— START Material for this task —

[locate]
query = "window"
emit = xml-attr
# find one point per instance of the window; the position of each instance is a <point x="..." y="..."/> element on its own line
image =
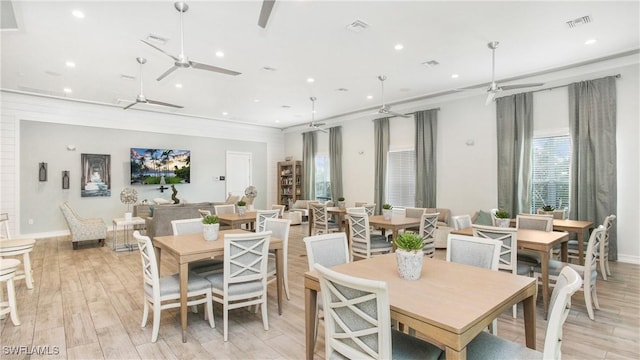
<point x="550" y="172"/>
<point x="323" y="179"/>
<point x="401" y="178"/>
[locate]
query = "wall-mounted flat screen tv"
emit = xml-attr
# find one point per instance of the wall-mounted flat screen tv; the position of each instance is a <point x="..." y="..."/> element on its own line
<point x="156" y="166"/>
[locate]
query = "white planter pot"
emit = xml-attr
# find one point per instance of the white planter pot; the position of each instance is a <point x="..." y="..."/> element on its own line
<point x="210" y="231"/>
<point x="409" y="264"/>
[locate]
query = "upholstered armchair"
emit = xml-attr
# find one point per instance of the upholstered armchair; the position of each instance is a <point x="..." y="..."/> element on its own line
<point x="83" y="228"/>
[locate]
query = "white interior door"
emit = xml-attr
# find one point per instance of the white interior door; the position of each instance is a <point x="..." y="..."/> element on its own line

— END Material for this task —
— START Material for this task —

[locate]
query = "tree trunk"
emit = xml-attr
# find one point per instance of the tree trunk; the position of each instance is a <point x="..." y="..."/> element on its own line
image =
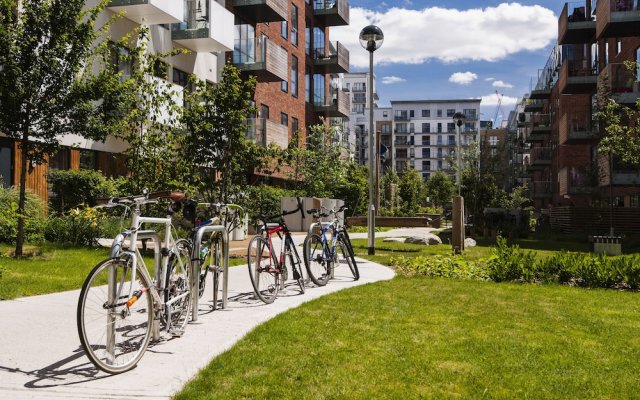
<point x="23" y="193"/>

— END Material for this task —

*Problem to work on:* Gather every line from the items above that contains the string "instance".

*Result of this exercise:*
# find one point per instance of the window; the position of each instance is a <point x="..." y="..."/> element on its own line
# find one point per instance of the wall-mounted flat screen tv; the position of each instance is a <point x="..." y="..."/> element on its own line
# find one point per instance of the white planter pot; the position of each instance is a <point x="..." y="..."/> element on its own line
# find one point per instance of the upholstered armchair; the position of each instance is a <point x="..." y="..."/> element on its own line
# find one point per instance of the white interior door; the position of each instance is a <point x="..." y="..."/> element on its own line
# find one point per instance of the tree trunk; the position of each instance is a <point x="..." y="..."/> element on its own line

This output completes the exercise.